╭─ Extracted records

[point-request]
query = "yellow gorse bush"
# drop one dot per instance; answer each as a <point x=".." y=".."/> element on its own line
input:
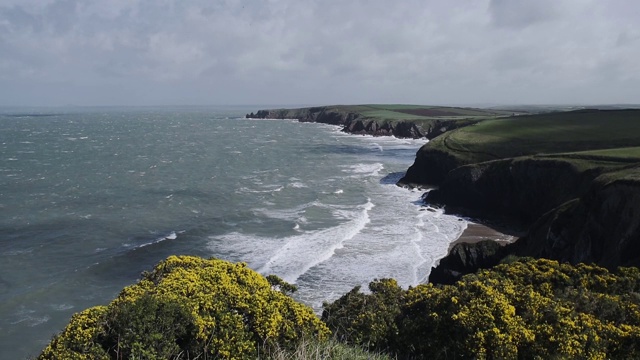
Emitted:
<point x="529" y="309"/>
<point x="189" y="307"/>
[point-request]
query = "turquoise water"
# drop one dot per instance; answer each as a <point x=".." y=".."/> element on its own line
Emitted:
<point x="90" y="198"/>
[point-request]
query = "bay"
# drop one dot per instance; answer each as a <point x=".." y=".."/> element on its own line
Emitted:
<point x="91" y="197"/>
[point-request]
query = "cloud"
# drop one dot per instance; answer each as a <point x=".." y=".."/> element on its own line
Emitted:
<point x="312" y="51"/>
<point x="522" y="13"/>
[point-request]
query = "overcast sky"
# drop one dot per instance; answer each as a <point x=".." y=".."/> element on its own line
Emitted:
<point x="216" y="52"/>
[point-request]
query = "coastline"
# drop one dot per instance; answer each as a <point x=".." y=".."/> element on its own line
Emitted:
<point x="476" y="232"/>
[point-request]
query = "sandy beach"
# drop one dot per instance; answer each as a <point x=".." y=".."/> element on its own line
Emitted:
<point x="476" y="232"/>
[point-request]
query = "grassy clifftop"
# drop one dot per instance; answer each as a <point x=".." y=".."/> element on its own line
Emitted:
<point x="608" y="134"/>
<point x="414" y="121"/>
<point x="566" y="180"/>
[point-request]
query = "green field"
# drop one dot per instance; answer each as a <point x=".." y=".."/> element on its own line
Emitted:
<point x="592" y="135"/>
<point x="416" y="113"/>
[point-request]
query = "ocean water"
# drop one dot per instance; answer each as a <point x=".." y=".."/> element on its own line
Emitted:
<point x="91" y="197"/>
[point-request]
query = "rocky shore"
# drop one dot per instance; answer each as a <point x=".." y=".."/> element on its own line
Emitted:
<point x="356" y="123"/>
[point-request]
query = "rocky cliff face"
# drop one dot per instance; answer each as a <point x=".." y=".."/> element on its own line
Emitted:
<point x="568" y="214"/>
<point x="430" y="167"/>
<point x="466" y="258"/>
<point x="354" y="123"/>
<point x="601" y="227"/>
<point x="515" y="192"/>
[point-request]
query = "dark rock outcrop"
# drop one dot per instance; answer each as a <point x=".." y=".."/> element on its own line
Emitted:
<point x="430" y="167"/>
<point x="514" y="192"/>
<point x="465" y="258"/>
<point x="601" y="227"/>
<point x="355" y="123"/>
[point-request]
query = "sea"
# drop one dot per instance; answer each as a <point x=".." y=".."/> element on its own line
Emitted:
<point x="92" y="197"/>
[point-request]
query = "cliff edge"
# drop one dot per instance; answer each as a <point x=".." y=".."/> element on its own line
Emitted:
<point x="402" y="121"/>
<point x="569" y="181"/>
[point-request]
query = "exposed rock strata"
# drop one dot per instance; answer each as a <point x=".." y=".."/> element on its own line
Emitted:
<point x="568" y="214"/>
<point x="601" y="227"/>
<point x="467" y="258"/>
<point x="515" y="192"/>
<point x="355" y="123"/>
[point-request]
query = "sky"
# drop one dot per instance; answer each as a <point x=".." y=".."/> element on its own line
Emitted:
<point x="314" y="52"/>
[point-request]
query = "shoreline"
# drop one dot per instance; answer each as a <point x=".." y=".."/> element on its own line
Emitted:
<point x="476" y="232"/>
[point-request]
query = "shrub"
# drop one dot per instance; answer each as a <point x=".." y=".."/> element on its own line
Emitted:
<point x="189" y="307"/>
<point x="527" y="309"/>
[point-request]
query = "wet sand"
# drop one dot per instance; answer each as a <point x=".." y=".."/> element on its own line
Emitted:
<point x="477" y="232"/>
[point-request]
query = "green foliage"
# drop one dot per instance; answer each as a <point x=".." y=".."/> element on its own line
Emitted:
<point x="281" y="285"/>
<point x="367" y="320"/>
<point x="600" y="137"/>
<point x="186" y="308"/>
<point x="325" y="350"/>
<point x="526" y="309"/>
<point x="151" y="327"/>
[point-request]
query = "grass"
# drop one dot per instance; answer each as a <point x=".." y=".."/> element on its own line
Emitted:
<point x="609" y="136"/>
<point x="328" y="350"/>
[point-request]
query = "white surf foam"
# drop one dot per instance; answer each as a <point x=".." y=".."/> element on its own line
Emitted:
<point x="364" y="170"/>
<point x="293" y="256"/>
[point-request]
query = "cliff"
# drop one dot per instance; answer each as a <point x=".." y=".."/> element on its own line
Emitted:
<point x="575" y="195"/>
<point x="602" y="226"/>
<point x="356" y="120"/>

╰─

» **Instructions for the task**
Repeat each entry above word for word, leaving every picture out.

» **Expected output**
[point-request]
query = "yellow gorse bush"
# drop one dot per instance; answer each as a <point x=".." y=".."/> element on its own line
input:
Emitted:
<point x="529" y="309"/>
<point x="189" y="307"/>
[point-request]
query = "turquoise water"
# drop one dot per instance; answer each as a <point x=".." y=".."/> element on its own line
Emitted:
<point x="90" y="198"/>
[point-request]
query = "bay"
# drop one dot per instance; answer each as a <point x=".." y=".."/> element on its own line
Emitted:
<point x="91" y="197"/>
[point-request]
query = "cloud"
# drop one dot per instance; answer each as a <point x=".." y=".."/> element on its own line
Emitted:
<point x="312" y="51"/>
<point x="522" y="13"/>
[point-request]
query = "overcast sky"
# drop one dot per instance; answer each as a <point x=".." y=".."/> element on its own line
Emitted:
<point x="216" y="52"/>
[point-request]
query = "coastline"
# drop one dot per instance; answer each as a <point x=".." y=".."/> element on its own line
Emitted:
<point x="476" y="232"/>
[point-request]
query = "sandy beach"
# drop one dot per instance; answer each as a <point x=".." y=".."/> element on its own line
Emitted:
<point x="476" y="232"/>
[point-request]
query = "grassy clifftop"
# drop one dot per instance; answer each as a <point x=".." y=".."/> element on its own line
Emitted:
<point x="608" y="134"/>
<point x="414" y="121"/>
<point x="566" y="180"/>
[point-request]
query = "green field"
# drop one dot per instance; answer each as a <point x=".." y=".."/> element on its own line
Emitted:
<point x="592" y="135"/>
<point x="416" y="113"/>
[point-request]
query = "ocean water"
# drop one dot per instance; answer each as a <point x=".." y=".."/> element on its own line
Emitted:
<point x="91" y="197"/>
[point-request]
query = "rocky shore"
# drop one dot per instance; answer each as a <point x=".." y=".."/> element on its own line
Emitted:
<point x="356" y="123"/>
[point-request]
query = "rocky cliff face"
# drop one dot per instance; answer each as a <point x=".." y=".."/> element on its own line
Emitted:
<point x="568" y="214"/>
<point x="430" y="167"/>
<point x="466" y="258"/>
<point x="354" y="123"/>
<point x="601" y="227"/>
<point x="515" y="192"/>
[point-request]
query = "dark rock outcrop"
# drop one dot per instance; answer each as a <point x=".." y=".."/> element on its own line
Emitted:
<point x="430" y="167"/>
<point x="514" y="192"/>
<point x="465" y="258"/>
<point x="601" y="227"/>
<point x="355" y="123"/>
[point-request]
query = "sea"
# drop one dot per instance; answer each as a <point x=".." y=".."/> element on its own line
Emitted:
<point x="92" y="197"/>
[point-request]
query = "cliff edge"
# drop one dot per instance; answer each as a <point x=".." y=".."/> element on its own line
Emitted:
<point x="402" y="121"/>
<point x="569" y="181"/>
[point-request]
query = "exposed rock strata"
# drop one dot per instance; answer each as a <point x=".." y=".."/> element on its own line
Emitted:
<point x="568" y="214"/>
<point x="601" y="227"/>
<point x="467" y="258"/>
<point x="515" y="192"/>
<point x="355" y="123"/>
[point-request]
query = "sky"
# drop one dot per instance; answer each as a <point x=".." y=".."/> element on its own line
Emitted:
<point x="314" y="52"/>
[point-request]
query = "shoreline"
# drop one dot per instance; answer each as a <point x=".." y=".."/> element on its own line
Emitted:
<point x="476" y="232"/>
[point-request]
query = "shrub"
# drop one dot per instance; answer each as a <point x=".." y=".."/> element on its own line
Emitted:
<point x="189" y="307"/>
<point x="527" y="309"/>
[point-request]
query = "wet sand"
# drop one dot per instance; answer each as a <point x=".." y=".."/> element on its own line
Emitted:
<point x="477" y="232"/>
[point-request]
query = "green foliage"
# drop one dot per instance; answer each as a <point x=".." y=".."/> element on its own line
Emitted:
<point x="281" y="285"/>
<point x="367" y="320"/>
<point x="600" y="137"/>
<point x="186" y="308"/>
<point x="325" y="350"/>
<point x="526" y="309"/>
<point x="151" y="327"/>
[point-request]
query = "grass"
# drop one dot per instance; answer each as a <point x=".." y=".."/> element on its own line
Emitted:
<point x="609" y="136"/>
<point x="328" y="350"/>
[point-request]
query = "white surf foam"
# drop one dot per instance; answer each as a <point x=".." y=".."/> element on its own line
Emitted:
<point x="364" y="170"/>
<point x="293" y="256"/>
[point-request]
query = "cliff"
# drop one dot per instance; answer each as a <point x=".." y=".."/> element on its own line
Emitted:
<point x="575" y="195"/>
<point x="602" y="226"/>
<point x="356" y="120"/>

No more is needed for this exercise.